Ausgewählter Text
···

Anliegen der Publikation ist es durch eine enge Kooperation zwischen Forschung und Praxis einen wissenschaftlich fundierten Beitrag zur Entwicklung einer Strategie gegen Gewalt zu schaffen und so Impulse für die Gestaltung der kommunalen Präventionspolitik der Schweiz zu bieten. Mit diesem Anliegen werden die Ende 2007 veröffentlichten Ergebnisse einer Langzeitstudie des Präventions- und Interventionsprojektes an Züricher Schulen vorgestellt.
In dem einführenden Teil, wird zum einen der Sachstand der Verbreitung von Gewalt und die Grundlagen evidenzbasierter Prävention beschrieben sowie eine Übersicht über den Aufbau der Studie gegeben. In einem weiteren Abschnitt wird sehr differenziert auf Frühprävention eingegangen und deren Grundlagen und Chancen erörtert. Dabei werden zwei Konzepte der Frühförderung vorgestellt, einmal die der Förderung von Erziehungskompetenzen der Eltern und zum anderen die der Förderung der Sozial- und Lebenskompetenz, die sich an Kinder richten. Im Hauptteil der Publikation werden das Projektdesign, die Stichprobe, sowie die Datenerhebung beschrieben. Kernelement der Studie ist die Untersuchung zweier Programme im Rahmen der Frühförderung, Triple P und PFAD. Deren Umsetzung wird ausführlich im Hauptteil dargestellt. Im dritten Teil werden die Ergebnisse der Studie vorgestellt und differenzierte sowie praxisorientierte Vorschläge zu einer entwicklungsorientierten Präventionspolitik unterbreitet.
Bewertung:
Die Publikation schließt eine Lücke in der Forschung zur Entwicklung und Prävention von Gewalt. Die Entstehungsbedingungen gewalttätigen Verhaltens sind vielfältig erforscht – allerdings findet sich selten eine Studie, die mittels eines breit angelegten, randomisierten Stichprobendesigns die Effekte von Präventionsmaßnahmen über einen längern Zeitraum untersucht.

···

Aufgabenstellung
Schreib aus dem Text zur Gewaltprävention die Stelle wortgetreu ab, beginnend mit „Anliegen der Publikation“ und weiter bis einschließlich „Züricher Schulen vorgestellt.“. Maßgeblich ist allein der Text zur Gewaltprävention.

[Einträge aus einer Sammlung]
···

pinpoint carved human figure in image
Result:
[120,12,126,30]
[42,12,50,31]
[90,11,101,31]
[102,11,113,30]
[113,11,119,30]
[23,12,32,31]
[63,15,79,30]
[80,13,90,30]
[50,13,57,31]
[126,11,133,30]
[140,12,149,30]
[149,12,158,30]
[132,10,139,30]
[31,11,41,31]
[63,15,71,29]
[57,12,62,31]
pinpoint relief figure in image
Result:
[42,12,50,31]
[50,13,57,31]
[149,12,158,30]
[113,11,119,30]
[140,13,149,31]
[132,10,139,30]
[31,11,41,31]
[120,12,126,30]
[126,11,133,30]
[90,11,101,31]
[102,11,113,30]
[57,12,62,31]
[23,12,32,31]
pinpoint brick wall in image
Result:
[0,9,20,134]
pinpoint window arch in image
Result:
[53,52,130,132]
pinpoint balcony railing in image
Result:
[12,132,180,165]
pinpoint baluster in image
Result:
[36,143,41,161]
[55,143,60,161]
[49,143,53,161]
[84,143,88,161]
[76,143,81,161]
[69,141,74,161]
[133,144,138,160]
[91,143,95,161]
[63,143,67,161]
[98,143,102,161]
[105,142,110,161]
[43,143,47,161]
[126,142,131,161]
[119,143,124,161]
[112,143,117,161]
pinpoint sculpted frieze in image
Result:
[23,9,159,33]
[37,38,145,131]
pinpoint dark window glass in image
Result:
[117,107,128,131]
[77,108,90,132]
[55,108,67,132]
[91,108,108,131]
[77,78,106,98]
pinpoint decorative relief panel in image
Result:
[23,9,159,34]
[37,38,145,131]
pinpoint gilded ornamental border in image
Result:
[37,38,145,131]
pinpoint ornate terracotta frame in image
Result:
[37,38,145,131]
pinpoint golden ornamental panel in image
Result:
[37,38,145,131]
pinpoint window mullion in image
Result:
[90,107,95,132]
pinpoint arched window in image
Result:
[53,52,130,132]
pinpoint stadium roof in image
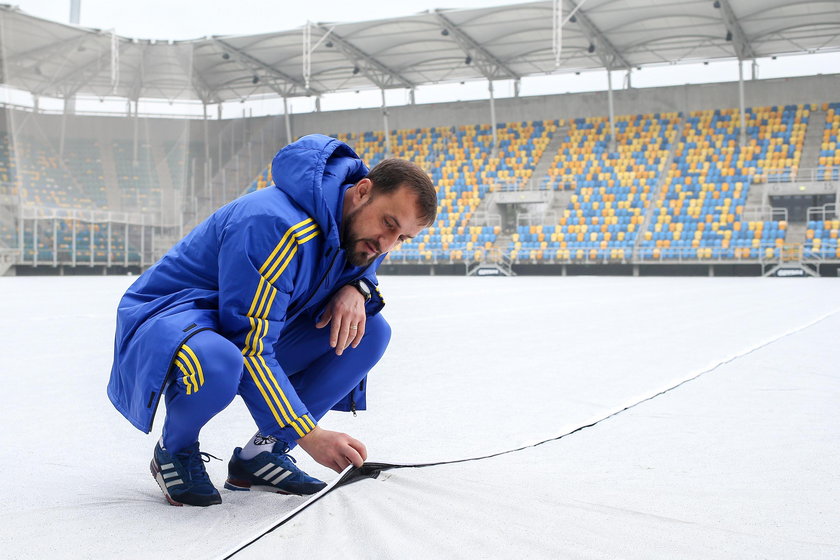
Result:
[0,0,840,103]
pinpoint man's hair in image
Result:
[367,158,437,225]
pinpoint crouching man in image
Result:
[108,135,437,506]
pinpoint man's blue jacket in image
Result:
[108,135,384,437]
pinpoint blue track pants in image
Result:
[163,315,391,452]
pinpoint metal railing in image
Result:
[741,206,788,222]
[758,167,840,183]
[808,203,838,222]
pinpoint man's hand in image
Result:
[315,286,367,356]
[297,426,367,472]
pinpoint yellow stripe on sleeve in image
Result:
[240,214,320,437]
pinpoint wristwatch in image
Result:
[348,278,370,303]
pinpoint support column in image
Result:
[738,59,747,148]
[607,68,615,152]
[487,80,499,156]
[203,103,213,183]
[379,88,392,157]
[59,97,69,160]
[53,216,58,266]
[32,214,38,267]
[131,99,140,167]
[70,210,78,267]
[283,97,292,144]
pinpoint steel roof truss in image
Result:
[718,0,755,60]
[564,0,633,70]
[434,10,521,80]
[317,24,415,89]
[213,37,314,97]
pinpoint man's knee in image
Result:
[176,331,244,402]
[359,314,391,356]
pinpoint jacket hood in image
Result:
[271,134,369,244]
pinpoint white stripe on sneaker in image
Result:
[263,466,286,481]
[254,463,274,476]
[270,471,292,484]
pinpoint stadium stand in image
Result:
[640,105,809,259]
[510,113,679,262]
[113,140,161,212]
[817,103,840,181]
[0,103,840,278]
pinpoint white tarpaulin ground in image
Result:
[0,277,840,559]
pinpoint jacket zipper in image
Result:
[286,245,338,320]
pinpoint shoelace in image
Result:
[273,445,297,464]
[187,451,221,484]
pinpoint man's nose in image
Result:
[381,232,400,253]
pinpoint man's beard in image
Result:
[341,206,381,267]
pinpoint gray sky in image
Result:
[8,0,840,114]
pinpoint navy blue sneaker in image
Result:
[225,443,326,495]
[149,442,222,506]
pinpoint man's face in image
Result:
[341,179,426,266]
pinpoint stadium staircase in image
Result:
[799,108,826,169]
[633,113,686,259]
[531,124,569,188]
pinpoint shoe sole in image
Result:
[149,459,184,507]
[225,478,294,496]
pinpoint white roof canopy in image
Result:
[0,0,840,103]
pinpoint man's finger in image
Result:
[344,447,365,467]
[350,319,365,348]
[348,438,367,461]
[330,316,345,349]
[315,311,332,329]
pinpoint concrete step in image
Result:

···

Antwort
Anliegen der Publikation ist es durch eine enge Kooperation zwischen Forschung und Praxis einen wissenschaftlich fundierten Beitrag zur Entwicklung einer Strategie gegen Gewalt zu schaffen und so Impulse für die Gestaltung der kommunalen Präventionspolitik der Schweiz zu bieten. Mit diesem Anliegen werden die Ende 2007 veröffentlichten Ergebnisse einer Langzeitstudie des Präventions- und Interventionsprojektes an Züricher Schulen vorgestellt.